- Patients with diabetes who have chronic total occlusion (CTO) are just as likely as those without diabetes to benefit from percutaneous coronary intervention (PCI).
Why this matters
- CTOs are more common in patients with diabetes, yet they are less likely to be offered PCI.
- From the prospective, single-arm OPEN CTO registry, 1-y follow-up data analyzed from 1000 consecutive patients with CTO who underwent attempted PCI (82% underwent single-vessel) at 12 US sites, 2014-2015.
- Funding: Boston Scientific.
- 41% with diabetes had higher rates of prior bypass surgery and other cardiovascular and renal comorbidities.
- Crude technical success rates lower in patients with diabetes vs those without (83.5% vs 88.1%; P=.04).
- This association lost statistical significance after adjustment for potential clinical and angiographic confounders (relative risk, 0.96; P=.12).

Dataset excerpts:
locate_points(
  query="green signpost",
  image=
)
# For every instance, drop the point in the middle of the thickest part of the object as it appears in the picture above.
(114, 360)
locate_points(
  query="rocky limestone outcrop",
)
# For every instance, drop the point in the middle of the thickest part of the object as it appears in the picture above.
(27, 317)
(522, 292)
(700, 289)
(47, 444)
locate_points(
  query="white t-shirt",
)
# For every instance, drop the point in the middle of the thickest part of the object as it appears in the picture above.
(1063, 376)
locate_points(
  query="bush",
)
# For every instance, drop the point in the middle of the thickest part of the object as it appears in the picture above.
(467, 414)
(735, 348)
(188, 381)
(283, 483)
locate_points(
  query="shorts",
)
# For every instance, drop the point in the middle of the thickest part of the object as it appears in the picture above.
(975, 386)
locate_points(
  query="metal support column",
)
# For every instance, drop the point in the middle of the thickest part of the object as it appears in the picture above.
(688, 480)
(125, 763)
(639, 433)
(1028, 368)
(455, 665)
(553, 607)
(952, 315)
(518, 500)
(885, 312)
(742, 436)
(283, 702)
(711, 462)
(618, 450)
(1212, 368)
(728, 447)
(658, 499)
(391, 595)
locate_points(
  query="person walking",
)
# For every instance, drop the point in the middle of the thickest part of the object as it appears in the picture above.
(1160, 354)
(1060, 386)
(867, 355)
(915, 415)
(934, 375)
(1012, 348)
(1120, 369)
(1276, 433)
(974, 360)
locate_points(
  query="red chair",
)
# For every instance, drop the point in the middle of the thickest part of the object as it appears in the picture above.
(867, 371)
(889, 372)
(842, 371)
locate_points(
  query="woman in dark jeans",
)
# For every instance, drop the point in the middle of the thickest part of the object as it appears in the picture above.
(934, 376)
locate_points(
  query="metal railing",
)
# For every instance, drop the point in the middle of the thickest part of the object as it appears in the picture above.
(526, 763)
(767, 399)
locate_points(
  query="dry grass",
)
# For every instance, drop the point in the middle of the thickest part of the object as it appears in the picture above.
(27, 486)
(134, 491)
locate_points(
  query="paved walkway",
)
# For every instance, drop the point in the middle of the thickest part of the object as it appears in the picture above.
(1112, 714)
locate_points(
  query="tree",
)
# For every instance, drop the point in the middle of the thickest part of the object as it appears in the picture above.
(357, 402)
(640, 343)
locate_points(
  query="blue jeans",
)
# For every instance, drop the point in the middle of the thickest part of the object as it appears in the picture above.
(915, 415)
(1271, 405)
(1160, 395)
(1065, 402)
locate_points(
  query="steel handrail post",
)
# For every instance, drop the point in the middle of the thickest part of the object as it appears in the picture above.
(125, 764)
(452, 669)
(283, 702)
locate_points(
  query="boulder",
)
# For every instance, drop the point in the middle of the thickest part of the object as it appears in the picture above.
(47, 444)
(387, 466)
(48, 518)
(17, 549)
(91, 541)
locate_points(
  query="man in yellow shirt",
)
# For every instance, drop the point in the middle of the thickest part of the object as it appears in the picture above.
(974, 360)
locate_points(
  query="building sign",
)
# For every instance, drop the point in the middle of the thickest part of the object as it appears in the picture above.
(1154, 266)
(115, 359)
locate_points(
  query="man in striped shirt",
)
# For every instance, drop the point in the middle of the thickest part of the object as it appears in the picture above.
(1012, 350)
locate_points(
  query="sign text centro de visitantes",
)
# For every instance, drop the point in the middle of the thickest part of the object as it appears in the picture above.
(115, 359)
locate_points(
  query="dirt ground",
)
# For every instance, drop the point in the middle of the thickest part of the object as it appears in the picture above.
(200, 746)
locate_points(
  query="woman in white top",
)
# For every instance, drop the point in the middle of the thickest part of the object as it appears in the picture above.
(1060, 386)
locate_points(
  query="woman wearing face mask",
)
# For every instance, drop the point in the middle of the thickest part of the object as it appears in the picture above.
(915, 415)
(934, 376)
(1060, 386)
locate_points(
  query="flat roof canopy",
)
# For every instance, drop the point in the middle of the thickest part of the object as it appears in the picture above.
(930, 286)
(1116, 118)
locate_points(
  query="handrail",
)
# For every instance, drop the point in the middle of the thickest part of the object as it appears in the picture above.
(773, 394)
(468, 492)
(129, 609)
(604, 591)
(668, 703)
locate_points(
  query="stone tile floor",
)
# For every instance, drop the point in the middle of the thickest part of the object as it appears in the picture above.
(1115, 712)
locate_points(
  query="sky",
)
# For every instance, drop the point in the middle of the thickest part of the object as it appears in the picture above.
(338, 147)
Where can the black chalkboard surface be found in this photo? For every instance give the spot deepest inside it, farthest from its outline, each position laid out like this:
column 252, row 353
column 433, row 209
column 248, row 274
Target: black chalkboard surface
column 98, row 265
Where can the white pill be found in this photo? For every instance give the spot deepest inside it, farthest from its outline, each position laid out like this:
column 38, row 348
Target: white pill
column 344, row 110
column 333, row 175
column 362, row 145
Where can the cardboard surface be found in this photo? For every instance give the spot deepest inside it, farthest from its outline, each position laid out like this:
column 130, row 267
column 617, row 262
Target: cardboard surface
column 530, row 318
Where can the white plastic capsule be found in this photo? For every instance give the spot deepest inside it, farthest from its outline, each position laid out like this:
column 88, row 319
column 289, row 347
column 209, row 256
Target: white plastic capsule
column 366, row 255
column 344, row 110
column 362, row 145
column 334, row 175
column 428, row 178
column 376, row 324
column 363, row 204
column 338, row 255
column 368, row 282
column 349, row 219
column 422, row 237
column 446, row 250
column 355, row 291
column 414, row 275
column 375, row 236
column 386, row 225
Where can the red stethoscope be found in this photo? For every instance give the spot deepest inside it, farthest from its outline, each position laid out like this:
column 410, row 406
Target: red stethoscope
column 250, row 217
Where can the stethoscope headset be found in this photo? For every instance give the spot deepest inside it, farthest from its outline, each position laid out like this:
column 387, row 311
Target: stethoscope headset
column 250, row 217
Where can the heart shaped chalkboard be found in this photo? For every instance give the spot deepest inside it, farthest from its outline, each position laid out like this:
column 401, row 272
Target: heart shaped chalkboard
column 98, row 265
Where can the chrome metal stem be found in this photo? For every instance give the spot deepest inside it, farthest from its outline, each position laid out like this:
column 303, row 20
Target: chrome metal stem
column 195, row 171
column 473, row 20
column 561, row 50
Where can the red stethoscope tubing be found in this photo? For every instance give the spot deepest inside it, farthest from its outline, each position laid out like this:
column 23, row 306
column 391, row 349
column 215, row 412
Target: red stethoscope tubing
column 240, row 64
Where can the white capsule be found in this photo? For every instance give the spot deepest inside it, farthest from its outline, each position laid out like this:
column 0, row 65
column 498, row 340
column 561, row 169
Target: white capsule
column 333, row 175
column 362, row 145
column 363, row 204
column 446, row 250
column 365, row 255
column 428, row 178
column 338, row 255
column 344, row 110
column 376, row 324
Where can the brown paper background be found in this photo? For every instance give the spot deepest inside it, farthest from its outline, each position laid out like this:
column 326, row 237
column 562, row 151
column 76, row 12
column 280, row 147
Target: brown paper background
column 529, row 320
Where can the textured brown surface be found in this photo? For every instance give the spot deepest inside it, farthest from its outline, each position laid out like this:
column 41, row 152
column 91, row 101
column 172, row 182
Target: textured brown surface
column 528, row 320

### STUDY QUESTIONS
1 - According to the summary on PCI in patients with diabetes, which company funded the work?
2 - Set down the passage of the summary on PCI in patients with diabetes that begins at the words "Why this matters" and stops after the words "US sites, 2014-2015.".
3 - Take the summary on PCI in patients with diabetes further, continuing from its last sentence.

### RESULTS FOR THE EXERCISE
1 - Boston Scientific.

2 -
Why this matters
- CTOs are more common in patients with diabetes, yet they are less likely to be offered PCI.
- From the prospective, single-arm OPEN CTO registry, 1-y follow-up data analyzed from 1000 consecutive patients with CTO who underwent attempted PCI (82% underwent single-vessel) at 12 US sites, 2014-2015.

3 -
- Prior bypass surgery was independently associated with lower technical success (P<.001).
- No significant differences observed in complication rates or adjusted health status scores between patients who did and did not have diabetes.
- Study limited to highly experienced PCI centers, so results may not be generalizable to all settings.
- Majority of patients not taking insulin.
- No comparison to treatment with guideline-directed medical therapy or bypass.
- Possible residual and unmeasured confounding.